▶ Source extract
-- Begin --

Long Live the Digital Flesh: Videodrome and Our Social Media Selves

Movies Features David Cronenberg
Long Live the Digital Flesh: Videodrome and Our Social Media Selves

Social media allows us to create alternate versions of ourselves, idealized clones that exist solely in cyberspace. Log into, say, Facebook and go back eight or ten years. Peruse the tone and content of your posts from the era, then compare them to how you feel you really were at the time. You’ll likely come out with two distinct personalities. Two people: One made of flesh, the other of the new, the digital flesh.

Videodrome, David Cronenberg’s 1983 body horror opus, was conceived long before the Internet—let alone social media and smartphones—was available for consumer use, but it remains prescient about the future of our digital identities. It follows the greed-driven exploits of Max Renn (James Woods), a programmer for a sleazy local Toronto channel that broadcasts graphically violent and erotic content in order to compete with mainstream networks. Max seems to have found his big hit with “Videodrome,” an obscure, pirated bit of content that shows ultra-realistic scenes of torture and murder without any attempt at plot to tie the sequences together.

As Max salivates after licensing Videodrome for public consumption, a hidden signal inside the transmission induces hallucinations that break the barrier between the objective reality of the video and Max’s deepest sexual and violent urges. Which leads to the most Cronenbergian image in all of Cronenberg-dom: Max develops a VCR/vagina in his stomach, which invites fleshy Betamax tapes that pulsate with orgasmic yearning. Blurring the line between the organic and the mechanical is certainly not a new subject for Cronenberg—one that reached its apex with 1996’s Crash—but Videodrome perfectly blends his uniquely surreal body horror with his prescient vision of a world that defines the next stage of human evolution via video communications.

-- End --

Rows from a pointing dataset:
-- Begin --

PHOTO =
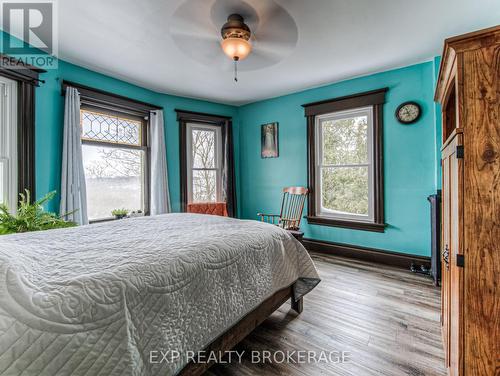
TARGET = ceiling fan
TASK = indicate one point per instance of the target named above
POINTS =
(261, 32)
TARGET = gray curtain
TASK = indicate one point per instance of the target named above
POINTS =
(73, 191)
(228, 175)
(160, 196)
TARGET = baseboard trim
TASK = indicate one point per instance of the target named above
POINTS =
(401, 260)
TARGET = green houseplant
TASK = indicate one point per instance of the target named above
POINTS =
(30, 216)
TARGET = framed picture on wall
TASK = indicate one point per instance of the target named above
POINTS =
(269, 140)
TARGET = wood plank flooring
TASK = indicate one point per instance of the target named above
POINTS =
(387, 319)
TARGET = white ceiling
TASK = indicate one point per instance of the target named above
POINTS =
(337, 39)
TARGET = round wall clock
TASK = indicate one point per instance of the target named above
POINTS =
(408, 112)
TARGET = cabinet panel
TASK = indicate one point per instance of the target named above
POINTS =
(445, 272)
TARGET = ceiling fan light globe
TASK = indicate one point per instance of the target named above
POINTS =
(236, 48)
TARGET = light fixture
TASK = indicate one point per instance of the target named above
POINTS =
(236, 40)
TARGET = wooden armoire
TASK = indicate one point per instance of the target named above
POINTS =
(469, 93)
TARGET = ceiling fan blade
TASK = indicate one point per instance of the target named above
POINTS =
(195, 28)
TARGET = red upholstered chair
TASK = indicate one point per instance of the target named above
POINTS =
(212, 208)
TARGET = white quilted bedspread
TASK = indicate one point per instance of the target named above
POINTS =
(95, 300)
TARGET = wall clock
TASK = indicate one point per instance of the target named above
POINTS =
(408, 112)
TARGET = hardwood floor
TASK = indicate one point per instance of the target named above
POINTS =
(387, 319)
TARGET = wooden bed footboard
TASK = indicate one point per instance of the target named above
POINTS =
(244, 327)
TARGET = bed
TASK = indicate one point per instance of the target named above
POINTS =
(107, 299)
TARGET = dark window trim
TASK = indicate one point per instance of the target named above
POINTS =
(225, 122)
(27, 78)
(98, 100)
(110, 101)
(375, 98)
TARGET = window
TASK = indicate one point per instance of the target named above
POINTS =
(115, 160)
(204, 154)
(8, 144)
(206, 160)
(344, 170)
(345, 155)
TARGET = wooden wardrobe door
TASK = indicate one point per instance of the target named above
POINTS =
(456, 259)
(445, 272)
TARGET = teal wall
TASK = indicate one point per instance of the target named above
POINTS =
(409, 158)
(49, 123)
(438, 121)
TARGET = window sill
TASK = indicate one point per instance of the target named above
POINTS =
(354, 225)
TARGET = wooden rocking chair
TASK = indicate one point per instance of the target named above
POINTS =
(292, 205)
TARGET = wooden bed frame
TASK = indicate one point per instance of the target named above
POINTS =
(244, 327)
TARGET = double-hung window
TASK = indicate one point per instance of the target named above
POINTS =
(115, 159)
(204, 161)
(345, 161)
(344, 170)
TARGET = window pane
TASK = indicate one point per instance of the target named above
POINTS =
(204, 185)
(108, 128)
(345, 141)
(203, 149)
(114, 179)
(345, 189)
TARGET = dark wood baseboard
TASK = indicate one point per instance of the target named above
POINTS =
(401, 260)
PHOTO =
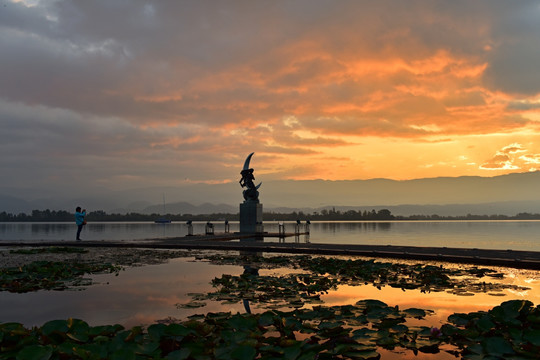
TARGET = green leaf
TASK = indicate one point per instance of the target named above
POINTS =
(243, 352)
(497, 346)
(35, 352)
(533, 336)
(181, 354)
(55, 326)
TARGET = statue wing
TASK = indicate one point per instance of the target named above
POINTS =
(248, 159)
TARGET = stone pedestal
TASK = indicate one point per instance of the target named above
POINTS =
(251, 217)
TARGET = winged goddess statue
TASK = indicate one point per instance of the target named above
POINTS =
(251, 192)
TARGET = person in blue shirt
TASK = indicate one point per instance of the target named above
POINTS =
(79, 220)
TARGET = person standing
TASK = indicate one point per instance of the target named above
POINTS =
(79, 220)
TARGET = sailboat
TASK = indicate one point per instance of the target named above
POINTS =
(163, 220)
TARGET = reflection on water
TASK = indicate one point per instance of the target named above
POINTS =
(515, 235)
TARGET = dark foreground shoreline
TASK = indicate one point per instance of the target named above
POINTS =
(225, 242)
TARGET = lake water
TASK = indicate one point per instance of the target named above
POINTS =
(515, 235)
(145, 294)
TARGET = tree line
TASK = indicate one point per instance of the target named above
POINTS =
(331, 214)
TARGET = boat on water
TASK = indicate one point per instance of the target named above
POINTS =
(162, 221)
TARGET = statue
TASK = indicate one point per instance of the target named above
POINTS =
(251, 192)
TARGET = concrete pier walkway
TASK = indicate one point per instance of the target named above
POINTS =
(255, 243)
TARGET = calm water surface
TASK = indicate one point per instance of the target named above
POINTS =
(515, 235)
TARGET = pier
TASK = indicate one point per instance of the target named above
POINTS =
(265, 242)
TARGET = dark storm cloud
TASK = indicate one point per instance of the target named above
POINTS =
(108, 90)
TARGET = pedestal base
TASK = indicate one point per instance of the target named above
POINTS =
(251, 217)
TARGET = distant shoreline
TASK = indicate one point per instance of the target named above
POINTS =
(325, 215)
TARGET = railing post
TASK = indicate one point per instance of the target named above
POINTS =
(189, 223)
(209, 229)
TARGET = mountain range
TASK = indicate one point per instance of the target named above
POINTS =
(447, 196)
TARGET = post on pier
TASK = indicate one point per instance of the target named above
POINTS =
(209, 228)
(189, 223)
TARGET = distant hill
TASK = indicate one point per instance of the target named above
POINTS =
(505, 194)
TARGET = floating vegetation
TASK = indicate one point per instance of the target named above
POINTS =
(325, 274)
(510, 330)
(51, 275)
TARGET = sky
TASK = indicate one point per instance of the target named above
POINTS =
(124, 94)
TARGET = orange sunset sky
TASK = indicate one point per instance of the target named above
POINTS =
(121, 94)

-- End --

▶ Set of tasks
(a) In the Videodrome essay, which city is the channel Max Renn programs for located in?
(b) Write the next part of the Videodrome essay, picking up after its final sentence.

▶ Responses to the tasks
(a) Toronto.

(b)
A key character in that evolution is “media prophet” Professor Brian O’Blivion (Jack Creley), who serves as a mentor figure in Max’s hero’s journey. When the audience first meets O’Blivion, he appears on TV inside a TV show that’s meant to discuss the desensitization of violence and sex in mainstream media. The addition of a video screen within a TV program adds an extra layer of artificiality to O’Blivion’s presence, which is precisely his intent: “The television screen has become the retina of the mind’s eye,” he calmly explains to the host. “That’s why I refuse to appear on television, except on television.” He freely admits that O’Blivion is not his real name (which would have been a bit too on-the-nose if it was, even for ’80s Cronenberg standards): “Soon,” he clarifies, “we will all have special names. Names designed to cause the cathode ray tube to resonate.”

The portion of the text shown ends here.